> _TASK GOAL_
Skip the pictures. Transcribe the rest of the data below without changing a word.

> _SOURCE DATA_
• • • • •

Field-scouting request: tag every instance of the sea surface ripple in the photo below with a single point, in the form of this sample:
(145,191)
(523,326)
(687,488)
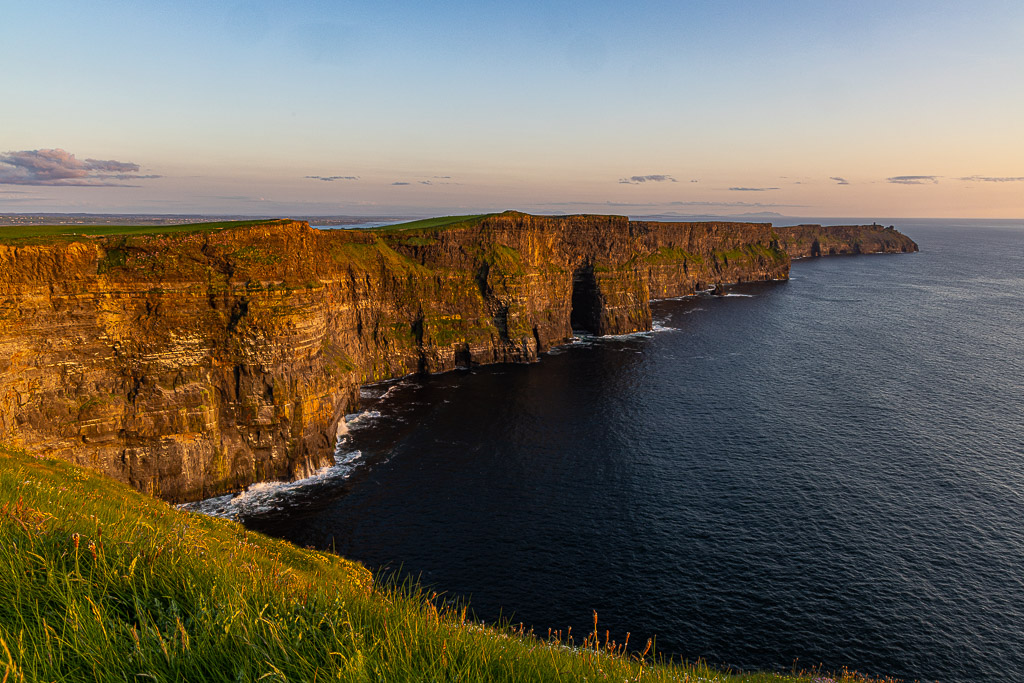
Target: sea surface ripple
(829,469)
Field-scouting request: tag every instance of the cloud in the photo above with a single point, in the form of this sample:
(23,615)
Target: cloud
(987,178)
(914,179)
(637,179)
(332,178)
(742,205)
(57,167)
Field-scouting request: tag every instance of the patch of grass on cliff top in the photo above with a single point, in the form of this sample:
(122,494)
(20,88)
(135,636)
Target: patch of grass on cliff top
(48,233)
(431,223)
(100,583)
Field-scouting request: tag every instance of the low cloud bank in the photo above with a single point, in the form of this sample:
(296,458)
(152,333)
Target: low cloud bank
(58,167)
(332,178)
(913,179)
(638,179)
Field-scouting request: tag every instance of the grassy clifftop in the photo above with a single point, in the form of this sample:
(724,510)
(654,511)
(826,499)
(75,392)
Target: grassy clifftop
(100,583)
(16,235)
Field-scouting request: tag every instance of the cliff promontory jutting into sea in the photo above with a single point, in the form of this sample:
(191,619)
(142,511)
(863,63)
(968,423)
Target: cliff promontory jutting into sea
(194,363)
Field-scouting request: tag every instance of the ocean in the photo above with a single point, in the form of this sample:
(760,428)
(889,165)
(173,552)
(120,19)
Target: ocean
(824,471)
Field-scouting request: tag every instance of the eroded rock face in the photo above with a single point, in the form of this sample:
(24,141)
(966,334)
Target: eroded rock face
(812,241)
(192,365)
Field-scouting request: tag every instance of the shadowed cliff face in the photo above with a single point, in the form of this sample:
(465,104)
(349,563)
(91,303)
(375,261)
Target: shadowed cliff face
(810,241)
(195,364)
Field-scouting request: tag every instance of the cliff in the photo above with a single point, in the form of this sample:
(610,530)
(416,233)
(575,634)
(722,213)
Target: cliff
(195,363)
(810,241)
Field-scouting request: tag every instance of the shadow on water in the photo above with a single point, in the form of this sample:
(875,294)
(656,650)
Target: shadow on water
(826,469)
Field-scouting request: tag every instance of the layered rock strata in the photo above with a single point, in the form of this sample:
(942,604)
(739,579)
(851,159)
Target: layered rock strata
(194,364)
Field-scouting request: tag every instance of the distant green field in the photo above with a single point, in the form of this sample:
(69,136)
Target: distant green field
(39,233)
(431,223)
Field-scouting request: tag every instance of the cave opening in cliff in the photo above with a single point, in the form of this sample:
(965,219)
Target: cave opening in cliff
(586,313)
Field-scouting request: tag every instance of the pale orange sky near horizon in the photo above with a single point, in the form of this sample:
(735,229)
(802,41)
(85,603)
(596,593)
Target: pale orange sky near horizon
(898,110)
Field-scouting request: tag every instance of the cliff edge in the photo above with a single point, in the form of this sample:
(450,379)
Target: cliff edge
(194,363)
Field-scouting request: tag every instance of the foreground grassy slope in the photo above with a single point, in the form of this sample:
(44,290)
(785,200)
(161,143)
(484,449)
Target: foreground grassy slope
(100,583)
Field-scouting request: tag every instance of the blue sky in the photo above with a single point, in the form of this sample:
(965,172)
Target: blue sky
(817,109)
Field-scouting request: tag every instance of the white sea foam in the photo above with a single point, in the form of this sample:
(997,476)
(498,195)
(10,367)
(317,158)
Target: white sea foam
(269,496)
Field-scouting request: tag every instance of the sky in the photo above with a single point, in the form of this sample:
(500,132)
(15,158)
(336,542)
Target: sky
(393,108)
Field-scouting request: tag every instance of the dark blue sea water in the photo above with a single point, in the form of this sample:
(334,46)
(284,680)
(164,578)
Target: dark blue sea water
(829,469)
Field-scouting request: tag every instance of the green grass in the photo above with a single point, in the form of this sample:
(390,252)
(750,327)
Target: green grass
(430,223)
(40,233)
(100,583)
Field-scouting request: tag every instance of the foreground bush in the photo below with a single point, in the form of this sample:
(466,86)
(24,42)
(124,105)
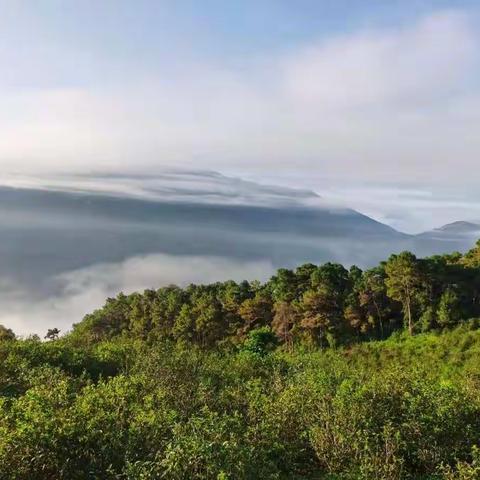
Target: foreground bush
(399,409)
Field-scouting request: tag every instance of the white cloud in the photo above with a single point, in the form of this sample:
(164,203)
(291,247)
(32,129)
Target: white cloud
(374,104)
(86,289)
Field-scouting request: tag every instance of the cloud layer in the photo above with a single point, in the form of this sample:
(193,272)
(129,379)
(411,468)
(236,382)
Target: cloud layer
(399,102)
(86,289)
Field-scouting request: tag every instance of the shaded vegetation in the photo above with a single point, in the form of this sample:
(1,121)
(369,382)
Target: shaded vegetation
(320,373)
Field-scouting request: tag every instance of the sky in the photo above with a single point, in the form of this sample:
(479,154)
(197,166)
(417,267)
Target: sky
(369,100)
(368,104)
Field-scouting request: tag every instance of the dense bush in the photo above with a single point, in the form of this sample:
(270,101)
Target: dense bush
(408,407)
(235,381)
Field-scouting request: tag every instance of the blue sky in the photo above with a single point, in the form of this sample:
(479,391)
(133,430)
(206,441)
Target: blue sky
(383,93)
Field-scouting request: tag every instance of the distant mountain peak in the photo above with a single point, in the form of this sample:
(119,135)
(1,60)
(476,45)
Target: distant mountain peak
(459,227)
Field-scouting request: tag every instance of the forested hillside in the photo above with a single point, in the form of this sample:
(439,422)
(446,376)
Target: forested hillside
(325,305)
(320,373)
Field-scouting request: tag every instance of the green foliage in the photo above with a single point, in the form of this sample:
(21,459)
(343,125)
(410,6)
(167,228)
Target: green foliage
(404,408)
(260,341)
(227,381)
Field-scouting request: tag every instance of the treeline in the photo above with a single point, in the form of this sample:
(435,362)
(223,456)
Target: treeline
(325,305)
(405,408)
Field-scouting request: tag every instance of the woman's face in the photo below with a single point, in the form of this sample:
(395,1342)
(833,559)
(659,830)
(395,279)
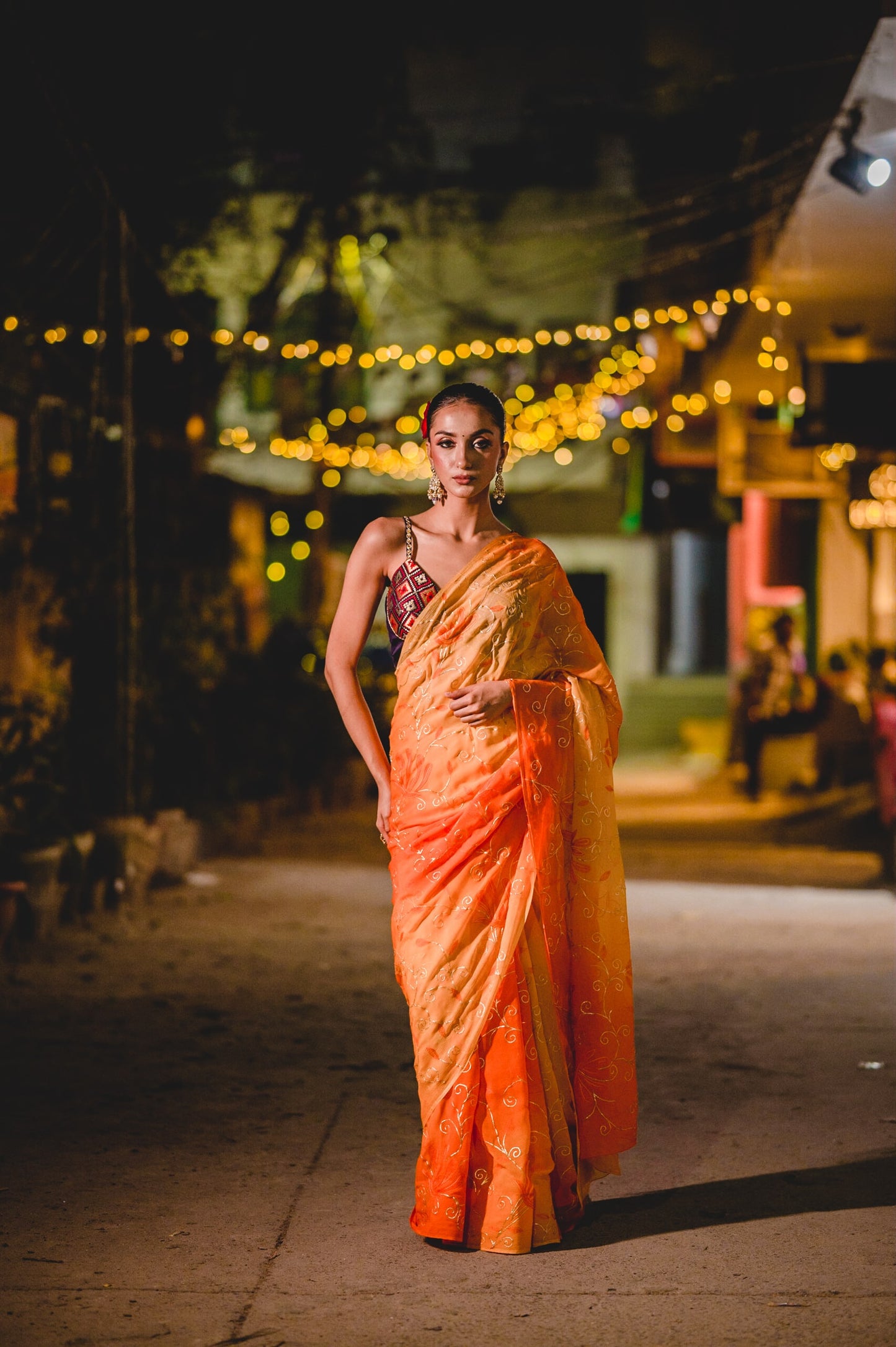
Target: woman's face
(465,449)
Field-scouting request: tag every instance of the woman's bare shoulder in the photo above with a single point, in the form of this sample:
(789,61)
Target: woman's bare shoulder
(380,541)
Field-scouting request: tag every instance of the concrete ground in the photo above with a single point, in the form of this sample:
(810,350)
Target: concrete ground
(211,1129)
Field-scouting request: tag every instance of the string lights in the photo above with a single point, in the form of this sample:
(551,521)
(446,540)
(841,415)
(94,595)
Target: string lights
(552,425)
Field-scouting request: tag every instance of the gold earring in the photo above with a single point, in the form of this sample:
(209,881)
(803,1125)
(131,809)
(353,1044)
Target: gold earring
(435,491)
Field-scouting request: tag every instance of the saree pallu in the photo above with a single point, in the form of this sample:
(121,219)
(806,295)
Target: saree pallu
(508,923)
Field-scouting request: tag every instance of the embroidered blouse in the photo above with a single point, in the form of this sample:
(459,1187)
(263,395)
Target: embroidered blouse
(409,593)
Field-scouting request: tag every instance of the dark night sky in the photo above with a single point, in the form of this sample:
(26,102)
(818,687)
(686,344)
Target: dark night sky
(165,111)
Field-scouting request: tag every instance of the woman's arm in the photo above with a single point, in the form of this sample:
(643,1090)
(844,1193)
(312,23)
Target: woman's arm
(365,578)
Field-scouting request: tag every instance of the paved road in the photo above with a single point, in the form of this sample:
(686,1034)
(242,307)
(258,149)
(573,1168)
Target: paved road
(211,1132)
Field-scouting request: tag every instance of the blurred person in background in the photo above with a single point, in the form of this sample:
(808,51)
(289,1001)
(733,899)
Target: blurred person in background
(883,700)
(779,697)
(844,716)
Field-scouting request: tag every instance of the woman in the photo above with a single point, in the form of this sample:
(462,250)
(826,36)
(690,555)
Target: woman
(510,927)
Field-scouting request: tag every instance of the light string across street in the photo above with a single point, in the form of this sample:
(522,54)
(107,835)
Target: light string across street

• • • • •

> _RESPONSE BOX_
Field-scouting request: tag every instance of the sea surface ripple in the photo below with a single point, in the form of this sample:
(145,191)
(523,326)
(687,488)
Target: sea surface ripple
(829,469)
Field-scouting request: tag every instance of the cloud in the photo above with a single point, in the form of this sample:
(23,615)
Target: cloud
(987,178)
(914,179)
(637,179)
(332,178)
(742,205)
(57,167)
Field-scouting request: tag every instance of the patch of grass on cliff top in the photo above with a single point, in the form of this sample:
(122,494)
(20,88)
(135,636)
Target: patch of grass on cliff top
(48,233)
(431,223)
(100,583)
Field-scouting request: tag every instance of the low cloud bank in the photo above with a single point, in the form of this sample:
(296,458)
(152,333)
Target: low cloud bank
(58,167)
(332,178)
(913,179)
(638,179)
Field-scouting request: tag every instance of the grassy clifftop in the photo above with a single point, in the form of this sample:
(724,510)
(654,511)
(826,499)
(75,392)
Target: grassy clifftop
(100,583)
(16,235)
Field-scouting request: tag every instance of the cliff promontory jutting into sea in the photo above with a single point, in the form of this sample:
(191,619)
(142,511)
(863,63)
(968,423)
Target: cliff promontory jutting into sea
(194,363)
Field-scouting request: tag every instance of the ocean in the photo above with a single point, in the form of this sample:
(760,428)
(889,165)
(173,552)
(120,19)
Target: ocean
(824,471)
Field-scouting request: tag every instance of the eroded rock face in the photo above with a single point, in the form of this sample:
(24,141)
(966,334)
Target: eroded rock face
(812,241)
(192,365)
Field-scouting request: tag every instance of the shadowed cliff face in the photo above with a single point, in the form of this sample:
(465,104)
(349,563)
(91,303)
(375,261)
Target: shadowed cliff face
(810,241)
(195,364)
Field-scouting request: tag every instance of the cliff in the photo above with a single point, in the form of this sample:
(610,530)
(416,233)
(575,634)
(722,213)
Target: cliff
(195,363)
(810,241)
Field-scouting request: tag every instance of the shadow on water in the photo above with a single point, in the form of this sample:
(875,294)
(656,650)
Target: shadow on water
(826,469)
Field-scouting request: tag every instance of the layered rock strata in the photo above with a single point, in the form of this sample:
(942,604)
(739,579)
(851,159)
Target: layered rock strata
(194,364)
Field-scouting request: tag every instance of the distant green field in the photo above with a single point, in the form of this sample:
(69,136)
Target: distant green field
(39,233)
(431,223)
Field-scouting request: tag every instance of the cave opening in cliff in the photo above with a single point, in the form of this sample:
(965,219)
Target: cave opening in cliff
(586,313)
Field-scouting request: tag every instance of the pale orange sky near horizon in the photo above with a single point, in the form of this sample:
(735,229)
(802,41)
(85,603)
(596,593)
Target: pale orange sky near horizon
(898,110)
Field-scouting request: tag every instance of the cliff edge in the photo above with a single point, in the form of this sample:
(450,379)
Target: cliff edge
(194,363)
Field-scouting request: tag every instance of the foreground grassy slope in the photo above with a single point, in the form of this sample:
(44,290)
(785,200)
(161,143)
(484,449)
Target: foreground grassy slope
(100,583)
Field-scouting request: tag every instance of the blue sky in the photo above with a single point, in the form of this sample:
(965,172)
Target: blue sky
(817,109)
Field-scouting request: tag every instance of the white sea foam in the photo above with a single point, in the form of this sample:
(997,476)
(498,195)
(10,367)
(317,158)
Target: white sea foam
(269,496)
Field-scouting request: tag every instance of the sky in the photo above with a single point, in the form of this sample:
(500,132)
(15,158)
(336,542)
Target: sky
(393,108)
Field-scouting request: tag every instance of the dark blue sea water in the photo above with a single point, in the form of this sample:
(334,46)
(284,680)
(164,578)
Target: dark blue sea water
(829,469)
Field-scouting request: tag every instance of the green grass in the photo above with a single point, in the form of this sample:
(390,252)
(750,327)
Target: green grass
(430,223)
(40,233)
(100,583)
Field-scouting request: tag every instance of the foreground bush in the photo below with a single point, in the form of this sample:
(466,86)
(24,42)
(124,105)
Target: foreground bush
(399,409)
Field-scouting request: tag every instance of the white cloud in the photo above with a single point, in the form of this sample:
(164,203)
(291,247)
(32,129)
Target: white cloud
(374,104)
(86,289)
Field-scouting request: tag every instance of the cloud layer in the photo above with a single point, in the form of this sample:
(193,272)
(129,379)
(411,468)
(236,382)
Target: cloud layer
(399,102)
(86,289)
Field-scouting request: tag every instance of the shaded vegetation in the photo above with a single point, in the form of this sample:
(1,121)
(369,382)
Target: shaded vegetation
(320,373)
Field-scouting request: tag every instance of the sky in the photo above with a single point, in the form of this sample:
(479,154)
(197,166)
(417,267)
Target: sky
(369,100)
(368,104)
Field-scouting request: tag every instance of the dense bush in the photo above with a single point, in the form of this sample:
(270,101)
Target: dense bush
(408,407)
(235,381)
Field-scouting request: tag every instance of the blue sky in the photo above with a single point, in the form of this sample:
(479,391)
(133,430)
(206,441)
Target: blue sky
(383,93)
Field-scouting request: tag every instance of the distant mountain peak in the photo above with a single point, in the form of this sample:
(119,135)
(1,60)
(476,45)
Target: distant mountain peak
(459,227)
Field-scouting request: tag every instance of the forested hillside in the photo above with a single point, in the form of this sample:
(439,422)
(446,376)
Target: forested hillside
(325,305)
(320,373)
Field-scouting request: tag every instance of the green foliage in the photo above with a single point, in the form of this sample:
(21,459)
(343,125)
(410,6)
(167,228)
Target: green foliage
(404,408)
(260,341)
(227,381)
Field-scouting request: tag every instance of the treeline in the photo above with a single point, in the form of this sample:
(435,362)
(223,456)
Target: treeline
(325,305)
(405,408)
Field-scouting request: tag every instance of the woman's face in the photo below with a single point, in the form of this sample:
(395,1342)
(833,559)
(659,830)
(395,279)
Target: woman's face
(465,449)
Field-scouting request: tag every instance of the woman's bare shoulder in the photo above with a single point, in the form of this sample:
(789,61)
Target: woman's bare shoulder
(380,541)
Field-scouting request: tag every instance of the concrete ground in the photo above with a single point, in the form of this sample:
(810,350)
Target: concrete ground
(211,1129)
Field-scouting request: tag every instance of the string lights in the photo above with a single point, in the form of this sample:
(551,521)
(446,540)
(841,415)
(94,595)
Target: string lights
(552,425)
Field-scouting request: tag every instance of the gold earring in the photo above with a single point, in the form of this sample:
(209,881)
(803,1125)
(131,809)
(353,1044)
Target: gold earring
(435,491)
Field-scouting request: tag every instance of the saree pallu in the photo above with a single point, in the form of this sample:
(121,219)
(806,295)
Target: saree pallu
(508,923)
Field-scouting request: tag every instance of the embroidered blouse in the photo above with a single point, in the form of this sample:
(459,1187)
(263,395)
Target: embroidered blouse
(409,593)
Field-scouting request: tag every instance of the dark night sky in the photo above with a single point, in the form of this sample:
(26,102)
(818,687)
(686,344)
Target: dark night sky
(165,111)
Field-scouting request: tag every instance of the woman's arm in the photo above with a single point, in the form of this sample:
(643,1090)
(844,1193)
(312,23)
Target: woman's arm
(365,578)
Field-scouting request: tag every instance of the paved road in the photo above with a single point, in the form of this sample:
(686,1034)
(242,307)
(258,149)
(573,1168)
Target: paved road
(211,1132)
Field-scouting request: tag every instance of the blurred person in background in the photo above with a single point, in the form of this sample:
(808,51)
(289,1001)
(733,899)
Target: blurred person in background
(883,700)
(779,697)
(844,716)
Field-scouting request: tag every instance of the woman in the photo above with a single point, in the form of this sample:
(462,250)
(826,36)
(690,555)
Target: woman
(510,927)
Field-scouting request: tag every instance of the light string across street in the photo above with a single point, in the form of this sample:
(522,54)
(107,835)
Target: light string across street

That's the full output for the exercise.